◆ **TASK TO COMPLETE**
With the images left out, print every entry that follows exactly.

^^^^^^^^

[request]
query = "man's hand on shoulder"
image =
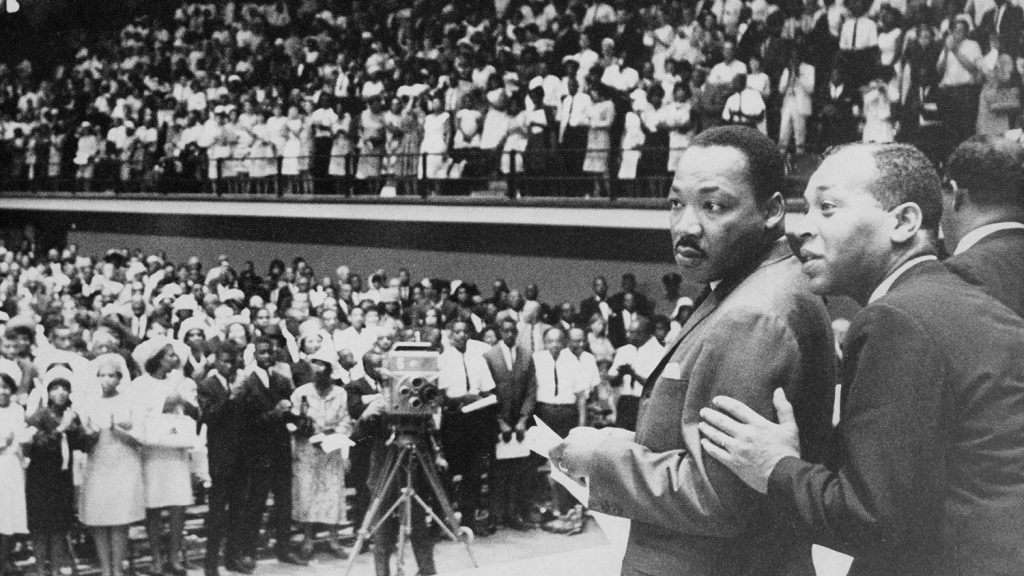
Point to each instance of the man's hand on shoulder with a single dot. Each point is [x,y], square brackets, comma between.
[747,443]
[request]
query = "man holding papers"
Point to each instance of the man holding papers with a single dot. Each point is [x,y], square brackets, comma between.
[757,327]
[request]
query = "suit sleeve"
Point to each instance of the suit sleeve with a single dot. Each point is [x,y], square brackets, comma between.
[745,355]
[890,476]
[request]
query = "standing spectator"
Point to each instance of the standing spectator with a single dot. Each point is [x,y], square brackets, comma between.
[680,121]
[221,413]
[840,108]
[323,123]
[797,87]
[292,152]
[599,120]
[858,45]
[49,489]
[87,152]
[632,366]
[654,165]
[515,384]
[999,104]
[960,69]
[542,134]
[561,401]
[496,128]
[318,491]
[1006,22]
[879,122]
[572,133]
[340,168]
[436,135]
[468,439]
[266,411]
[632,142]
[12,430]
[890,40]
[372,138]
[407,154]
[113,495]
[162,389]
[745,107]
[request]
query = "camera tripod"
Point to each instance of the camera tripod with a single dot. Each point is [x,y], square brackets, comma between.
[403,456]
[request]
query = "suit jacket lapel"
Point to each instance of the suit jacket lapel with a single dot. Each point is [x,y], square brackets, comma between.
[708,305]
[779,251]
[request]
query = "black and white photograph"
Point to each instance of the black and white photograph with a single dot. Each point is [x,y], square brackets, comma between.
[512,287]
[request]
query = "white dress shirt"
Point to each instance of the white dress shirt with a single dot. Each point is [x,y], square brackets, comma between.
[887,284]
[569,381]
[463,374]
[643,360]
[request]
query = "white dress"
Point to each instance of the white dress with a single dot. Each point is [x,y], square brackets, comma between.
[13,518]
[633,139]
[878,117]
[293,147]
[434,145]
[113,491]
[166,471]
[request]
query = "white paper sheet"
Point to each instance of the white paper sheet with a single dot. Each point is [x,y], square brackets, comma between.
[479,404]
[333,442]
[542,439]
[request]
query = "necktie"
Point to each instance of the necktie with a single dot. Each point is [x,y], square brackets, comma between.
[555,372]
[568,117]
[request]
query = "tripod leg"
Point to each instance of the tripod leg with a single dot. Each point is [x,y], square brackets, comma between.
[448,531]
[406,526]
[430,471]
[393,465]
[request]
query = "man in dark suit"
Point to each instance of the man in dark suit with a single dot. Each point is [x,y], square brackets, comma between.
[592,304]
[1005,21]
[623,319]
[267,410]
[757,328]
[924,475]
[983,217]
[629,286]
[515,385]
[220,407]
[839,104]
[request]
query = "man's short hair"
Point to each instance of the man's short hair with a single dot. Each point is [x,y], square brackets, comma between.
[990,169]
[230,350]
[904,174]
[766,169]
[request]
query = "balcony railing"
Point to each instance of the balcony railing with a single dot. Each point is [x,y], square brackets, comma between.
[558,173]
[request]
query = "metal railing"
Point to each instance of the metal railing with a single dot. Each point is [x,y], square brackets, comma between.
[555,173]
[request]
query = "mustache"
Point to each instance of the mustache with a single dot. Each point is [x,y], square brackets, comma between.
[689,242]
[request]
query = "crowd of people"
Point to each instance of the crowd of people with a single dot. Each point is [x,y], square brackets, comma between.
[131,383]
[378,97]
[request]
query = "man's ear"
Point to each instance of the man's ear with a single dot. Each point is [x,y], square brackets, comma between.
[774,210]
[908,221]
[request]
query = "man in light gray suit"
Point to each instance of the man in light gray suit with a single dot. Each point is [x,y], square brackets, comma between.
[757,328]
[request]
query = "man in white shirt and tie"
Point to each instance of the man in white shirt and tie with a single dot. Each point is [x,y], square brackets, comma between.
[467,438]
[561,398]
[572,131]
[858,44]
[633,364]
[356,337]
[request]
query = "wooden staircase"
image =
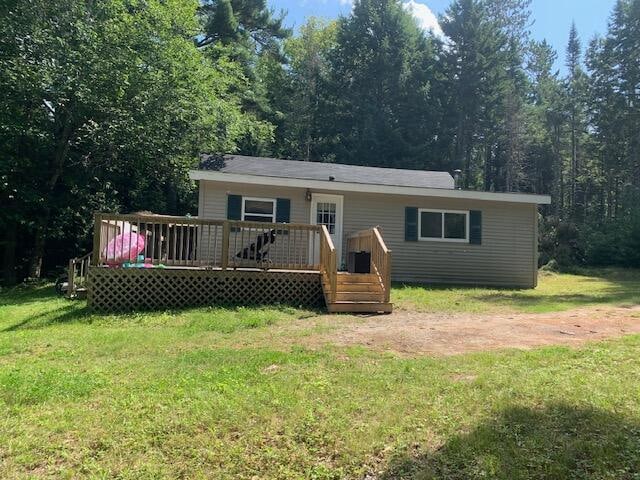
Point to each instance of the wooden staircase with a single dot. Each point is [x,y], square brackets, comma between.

^^^^^^^^

◆ **ANSWER SECTION**
[request]
query = "man's hand on shoulder"
image =
Point to each instance of the man's hand on shoulder with a single dot. Each point is [x,y], square brackets, comma between.
[747,443]
[request]
query = "man holding papers"
Point to each instance of the man holding papers with a single dot. Each point is [x,y], square brackets, comma between.
[757,327]
[request]
query = "suit sleeve"
Point to each instance of the suit sleeve with a single dot. Each point is [x,y], square brackets, comma between.
[745,355]
[890,476]
[request]
query = "standing spectator"
Point to each instance of the standing spectator with a single dot. Each point is [x,y], square brackets, comma between.
[680,121]
[221,413]
[840,108]
[323,123]
[797,87]
[292,152]
[599,120]
[858,45]
[49,489]
[87,152]
[632,366]
[654,165]
[515,384]
[999,104]
[960,69]
[542,134]
[561,401]
[496,128]
[318,491]
[1006,22]
[879,122]
[572,133]
[340,168]
[436,135]
[468,439]
[266,411]
[632,142]
[12,430]
[890,40]
[372,138]
[407,154]
[113,495]
[162,389]
[745,107]
[request]
query = "camera tripod"
Point to each instance of the camera tripod with a single dot. Each point is [x,y], square brackets, comma between.
[403,456]
[request]
query = "suit jacket lapel"
Point to each instance of the suit jacket lapel with a single dot. Each point is [x,y], square brackets, comma between.
[708,305]
[779,251]
[request]
query = "black and white photograph"
Point to each instance of the black and white photograph with a single dot. Each point is [x,y], square brackets, comma between.
[512,287]
[request]
query = "white dress shirt"
Point to each instance of the white dress shirt with a single dot. Each point is [x,y], square brackets, comma between.
[887,284]
[569,381]
[463,374]
[643,360]
[request]
query = "white dress"
Point to each instance of the white dress with a single dot. Each point is [x,y], square brackets, comma between.
[13,518]
[633,139]
[878,117]
[293,147]
[434,145]
[113,491]
[166,471]
[request]
query = "white paper sheet"
Point to each instance of the white paper sheet with a single dot. Each point is [x,y], square brackets, comma between.
[479,404]
[333,442]
[542,439]
[request]
query = "necktie"
Point to each instance of the necktie with a single dot. Each point is [x,y], square brackets, comma between.
[555,372]
[568,117]
[request]
query = "tripod leg"
Point to each instance of the tripod leg with a single dot. Each point is [x,y], square brackets, comma between.
[448,531]
[406,526]
[430,471]
[393,465]
[request]
query = "man in dark suit"
Point to each instance of the man in dark suit with a single dot. Each point is [x,y], square brackets, comma between.
[592,304]
[1005,21]
[623,319]
[267,410]
[757,328]
[924,475]
[983,217]
[629,286]
[515,385]
[220,407]
[839,104]
[request]
query = "man's short hair"
Point to each instance of the man's short hair with a single dot. Each point is [x,y], square brackets, comma between.
[990,169]
[230,350]
[904,174]
[766,169]
[request]
query = "balcony railing"
Point to each instance of the balcony railing with a single dot. Each point is [x,y], square brackets, comma between.
[558,173]
[request]
query = "metal railing"
Point to each instance of the metal railing with a single dot. Each point is [x,y], square brackets, comma between.
[555,173]
[request]
query = "mustache"
Point to each instance of the mustache with a single dot. Each point is [x,y], square brackets, comma between.
[689,242]
[request]
query = "crowd of people"
Point to each instance of the crowd of people with a single dot. Each point is [x,y], square brackets, comma between.
[131,383]
[378,97]
[request]
query = "man's ear"
Point to each instance of the man's ear with a single dot. Each point is [x,y], square brackets, comma between.
[774,210]
[908,221]
[request]
query = "man in light gray suit"
Point to each instance of the man in light gray suit with a single dot. Each point is [x,y], square brackets, comma between.
[757,328]
[request]
query = "man in white shirt and tie"
Point to each instance of the man in white shirt and tie with a single dot. Each point is [x,y], square brackets, comma between.
[467,438]
[561,398]
[572,131]
[858,44]
[633,364]
[356,337]
[request]
query = "wooden staircase"
image =
Point to each instance of the wooden staircase with a single dot. Each point is [x,y], square brackets, comma between.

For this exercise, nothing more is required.